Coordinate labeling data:
+++++
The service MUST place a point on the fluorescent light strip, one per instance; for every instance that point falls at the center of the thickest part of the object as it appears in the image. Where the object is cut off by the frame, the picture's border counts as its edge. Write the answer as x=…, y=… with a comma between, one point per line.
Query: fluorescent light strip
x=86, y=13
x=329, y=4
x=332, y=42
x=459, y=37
+++++
### Problem to solve
Can you retype the listing above line for line, without changing a single character?

### Exercise output
The service MUST place a point on the fluorescent light strip, one per instance; for every instance that point falls at the center of the thickest part of the object as it appears in the image. Where the object is cut off by the frame, the picture's border counts as its edge. Write the answer as x=…, y=… with a comma between, one point per line.
Query: fluorescent light strip
x=86, y=13
x=329, y=4
x=332, y=42
x=459, y=37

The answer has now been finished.